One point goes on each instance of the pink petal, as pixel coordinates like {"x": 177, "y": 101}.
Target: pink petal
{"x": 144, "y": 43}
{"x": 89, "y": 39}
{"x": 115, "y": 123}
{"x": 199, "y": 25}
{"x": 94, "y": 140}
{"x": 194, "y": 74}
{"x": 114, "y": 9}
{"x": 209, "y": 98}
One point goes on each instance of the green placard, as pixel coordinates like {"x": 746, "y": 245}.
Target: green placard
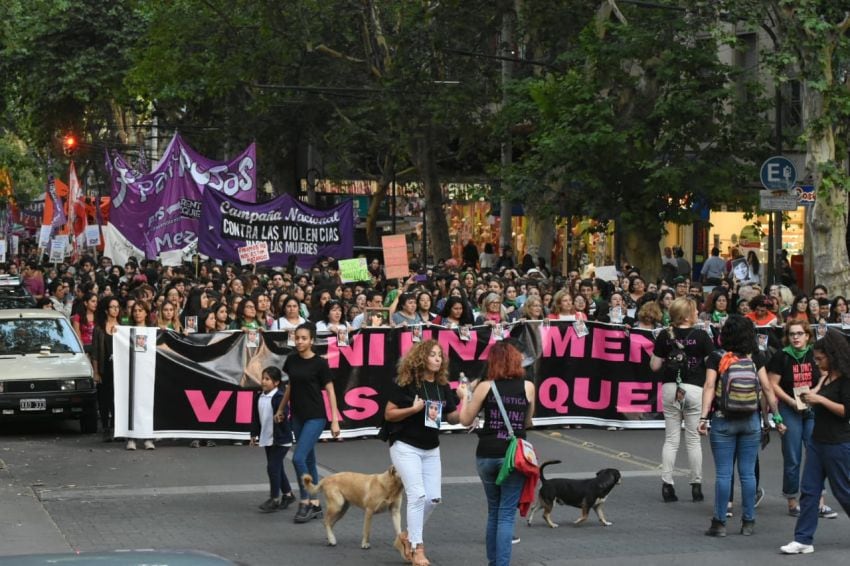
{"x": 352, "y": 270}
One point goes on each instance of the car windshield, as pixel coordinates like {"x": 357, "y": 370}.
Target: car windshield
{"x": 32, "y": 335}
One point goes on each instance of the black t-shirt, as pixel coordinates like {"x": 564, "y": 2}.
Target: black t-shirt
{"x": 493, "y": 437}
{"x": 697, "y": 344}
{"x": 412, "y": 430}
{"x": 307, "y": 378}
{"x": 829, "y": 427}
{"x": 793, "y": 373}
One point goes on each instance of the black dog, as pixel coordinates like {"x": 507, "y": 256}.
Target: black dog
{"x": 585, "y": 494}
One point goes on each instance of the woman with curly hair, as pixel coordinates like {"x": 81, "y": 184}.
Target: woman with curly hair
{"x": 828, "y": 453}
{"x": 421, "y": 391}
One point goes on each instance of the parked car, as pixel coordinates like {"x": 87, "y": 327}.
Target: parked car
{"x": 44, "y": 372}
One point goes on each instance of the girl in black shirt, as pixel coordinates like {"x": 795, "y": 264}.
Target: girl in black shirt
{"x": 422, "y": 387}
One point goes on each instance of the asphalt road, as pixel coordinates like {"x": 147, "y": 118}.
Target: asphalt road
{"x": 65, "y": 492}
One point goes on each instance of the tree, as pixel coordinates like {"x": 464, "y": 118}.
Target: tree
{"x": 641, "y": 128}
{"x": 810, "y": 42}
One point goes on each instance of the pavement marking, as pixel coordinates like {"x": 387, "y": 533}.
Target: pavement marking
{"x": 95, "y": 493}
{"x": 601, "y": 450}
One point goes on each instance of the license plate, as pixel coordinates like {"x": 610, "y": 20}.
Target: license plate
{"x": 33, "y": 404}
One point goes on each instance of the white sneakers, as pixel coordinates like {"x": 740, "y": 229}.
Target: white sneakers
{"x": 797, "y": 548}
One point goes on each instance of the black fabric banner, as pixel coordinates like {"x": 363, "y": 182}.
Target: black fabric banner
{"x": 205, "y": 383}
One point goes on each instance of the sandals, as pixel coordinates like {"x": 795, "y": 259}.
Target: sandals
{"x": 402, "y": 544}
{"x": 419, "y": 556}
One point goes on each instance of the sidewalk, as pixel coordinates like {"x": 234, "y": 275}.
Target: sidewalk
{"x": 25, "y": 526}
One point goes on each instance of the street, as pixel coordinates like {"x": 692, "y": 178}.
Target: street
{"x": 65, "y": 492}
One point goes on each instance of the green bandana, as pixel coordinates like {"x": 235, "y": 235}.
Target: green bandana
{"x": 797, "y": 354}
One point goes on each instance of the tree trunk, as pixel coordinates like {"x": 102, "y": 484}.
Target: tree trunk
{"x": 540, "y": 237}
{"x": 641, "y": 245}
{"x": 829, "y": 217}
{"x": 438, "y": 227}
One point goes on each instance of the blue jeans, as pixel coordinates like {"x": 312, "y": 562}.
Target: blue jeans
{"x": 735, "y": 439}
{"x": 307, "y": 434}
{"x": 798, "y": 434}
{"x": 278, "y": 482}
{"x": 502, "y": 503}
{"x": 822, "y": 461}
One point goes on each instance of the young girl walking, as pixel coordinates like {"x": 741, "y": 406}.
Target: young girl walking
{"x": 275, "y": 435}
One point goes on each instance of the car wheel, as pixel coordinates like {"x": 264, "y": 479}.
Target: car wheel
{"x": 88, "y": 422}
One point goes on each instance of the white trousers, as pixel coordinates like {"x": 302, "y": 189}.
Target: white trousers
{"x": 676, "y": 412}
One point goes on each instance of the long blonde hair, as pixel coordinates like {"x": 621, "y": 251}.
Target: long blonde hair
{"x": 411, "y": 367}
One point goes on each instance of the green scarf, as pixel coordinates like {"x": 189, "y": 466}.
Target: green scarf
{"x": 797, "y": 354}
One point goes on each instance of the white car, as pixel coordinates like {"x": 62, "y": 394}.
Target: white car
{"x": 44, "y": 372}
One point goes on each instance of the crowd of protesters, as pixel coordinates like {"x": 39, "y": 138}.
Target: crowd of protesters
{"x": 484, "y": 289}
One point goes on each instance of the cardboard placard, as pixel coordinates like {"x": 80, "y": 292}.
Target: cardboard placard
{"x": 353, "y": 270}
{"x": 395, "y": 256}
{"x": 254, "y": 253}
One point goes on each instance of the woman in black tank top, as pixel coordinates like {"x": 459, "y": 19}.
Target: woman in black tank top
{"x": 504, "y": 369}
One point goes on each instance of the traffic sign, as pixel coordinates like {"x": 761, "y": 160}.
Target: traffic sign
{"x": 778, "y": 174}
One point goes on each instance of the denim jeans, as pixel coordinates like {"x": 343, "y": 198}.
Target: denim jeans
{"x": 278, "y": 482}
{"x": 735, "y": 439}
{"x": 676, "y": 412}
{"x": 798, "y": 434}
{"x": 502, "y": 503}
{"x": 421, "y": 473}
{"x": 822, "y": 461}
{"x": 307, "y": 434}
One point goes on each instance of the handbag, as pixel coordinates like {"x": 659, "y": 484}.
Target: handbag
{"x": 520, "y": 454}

········

SET TASK: Could you copy out the material above word for word, leaving out the pictures?

THE SOLUTION:
One point goes on each instance of the pink petal, as pixel coordinates like {"x": 177, "y": 101}.
Target: pink petal
{"x": 144, "y": 43}
{"x": 89, "y": 39}
{"x": 115, "y": 123}
{"x": 199, "y": 25}
{"x": 94, "y": 140}
{"x": 194, "y": 74}
{"x": 114, "y": 9}
{"x": 209, "y": 98}
One point goes on each instance of the green placard, as pixel coordinates like {"x": 746, "y": 245}.
Target: green placard
{"x": 352, "y": 270}
One point goes on each instance of the car windshield, as pixel coordinates like {"x": 357, "y": 370}.
Target: car windshield
{"x": 32, "y": 335}
One point goes on each instance of the black t-shirt, as pixel coordinates like {"x": 564, "y": 2}.
Target: black t-shirt
{"x": 493, "y": 437}
{"x": 697, "y": 344}
{"x": 412, "y": 430}
{"x": 307, "y": 378}
{"x": 829, "y": 427}
{"x": 793, "y": 373}
One point goes on each instance of the black dog, as pixel coordinates like {"x": 507, "y": 256}.
Target: black dog
{"x": 585, "y": 494}
One point goes on each instance of the woman with curly hair, as pixel coordinates like {"x": 81, "y": 184}.
Target: woman with curly hair
{"x": 828, "y": 453}
{"x": 421, "y": 391}
One point goes on each instance of the parked car, as pixel coordinates like {"x": 87, "y": 327}.
Target: parked car
{"x": 44, "y": 372}
One point goes on each instance of the girl in black shirt, as pixel coordinates like {"x": 795, "y": 264}.
Target: girl in black shirt
{"x": 422, "y": 387}
One point goes on each instance of the asphalt road, as pixel coordinates like {"x": 147, "y": 118}.
Target: asphalt road
{"x": 65, "y": 492}
One point goes on each instance of the tree, as pixel coordinates like {"x": 464, "y": 118}.
Target: tree
{"x": 641, "y": 128}
{"x": 810, "y": 42}
One point goes on each instance of the pavement marking, as pixel coordinates like {"x": 387, "y": 533}.
Target: pavement marking
{"x": 95, "y": 493}
{"x": 601, "y": 450}
One point goes on each instance of the license plate, as pixel coordinates like {"x": 610, "y": 20}.
Target: license plate
{"x": 33, "y": 404}
One point goes on each instance of the white sneakers, as pixel coordinates like {"x": 740, "y": 229}.
Target: white sneakers
{"x": 797, "y": 548}
One point goes on each instance of the black fabric banner, as pixel coordinates like {"x": 363, "y": 182}.
Target: black fabric banner
{"x": 205, "y": 383}
One point goes on each instance of the sandals, as pixel coordinates like {"x": 795, "y": 259}.
Target: sandals
{"x": 402, "y": 544}
{"x": 419, "y": 556}
One point goes on each instance of the sidewalk, as pixel coordinates like {"x": 234, "y": 275}.
Target: sidewalk
{"x": 25, "y": 526}
One point goes on each instance of the street, as pixel coordinates like {"x": 692, "y": 178}.
Target: street
{"x": 65, "y": 492}
One point goes on each instance of the green bandana, as pixel coordinates like {"x": 235, "y": 235}.
Target: green bandana
{"x": 797, "y": 354}
One point goes on each instance of the tree trunk, as pixel coordinates like {"x": 102, "y": 484}.
Target: tree trunk
{"x": 540, "y": 237}
{"x": 641, "y": 245}
{"x": 829, "y": 217}
{"x": 438, "y": 227}
One point goes on each instance of the blue jeans, as pixel coordinates like {"x": 312, "y": 562}.
Target: blue jeans
{"x": 735, "y": 439}
{"x": 307, "y": 434}
{"x": 798, "y": 434}
{"x": 278, "y": 482}
{"x": 502, "y": 503}
{"x": 822, "y": 461}
One point goes on each instance of the young girl walking, as pixel coordinates like {"x": 741, "y": 406}.
Target: young girl walking
{"x": 275, "y": 435}
One point goes on each instance of the car wheel, as pixel coordinates like {"x": 264, "y": 479}.
Target: car wheel
{"x": 88, "y": 422}
One point goes on each instance of the white trousers, as pixel coordinates like {"x": 302, "y": 189}.
Target: white trousers
{"x": 676, "y": 412}
One point goes on each instance of the long blonde hair, as pixel coordinates like {"x": 621, "y": 251}.
Target: long blonde hair
{"x": 411, "y": 367}
One point goes on each instance of the green scarf, as pixel coordinates like {"x": 189, "y": 466}.
Target: green scarf
{"x": 797, "y": 354}
One point goes on each instance of the white car, as pixel coordinates like {"x": 62, "y": 394}.
Target: white car
{"x": 44, "y": 372}
One point goes on each instance of the crowd of protesters, as pixel coordinates like {"x": 39, "y": 138}.
Target: crowd of protesters
{"x": 484, "y": 289}
One point goes on each instance of the cardboard placard, as pixel coordinates like {"x": 80, "y": 292}.
Target: cardboard placard
{"x": 353, "y": 270}
{"x": 395, "y": 256}
{"x": 254, "y": 253}
One point goes on each instance of the woman in black tank top, as pixel coordinates like {"x": 459, "y": 19}.
Target: woman in black tank top
{"x": 504, "y": 369}
One point goes on each instance of the traffic sign, as pixel coordinates like {"x": 761, "y": 160}.
Target: traffic sign
{"x": 778, "y": 174}
One point goes on each instance of the denim jeans, as pixel coordinates like {"x": 343, "y": 198}.
Target: denim jeans
{"x": 278, "y": 482}
{"x": 735, "y": 439}
{"x": 676, "y": 412}
{"x": 798, "y": 434}
{"x": 502, "y": 503}
{"x": 421, "y": 473}
{"x": 822, "y": 461}
{"x": 307, "y": 434}
One point goes on each instance of the handbag, as pixel coordinates like {"x": 659, "y": 484}.
Target: handbag
{"x": 520, "y": 454}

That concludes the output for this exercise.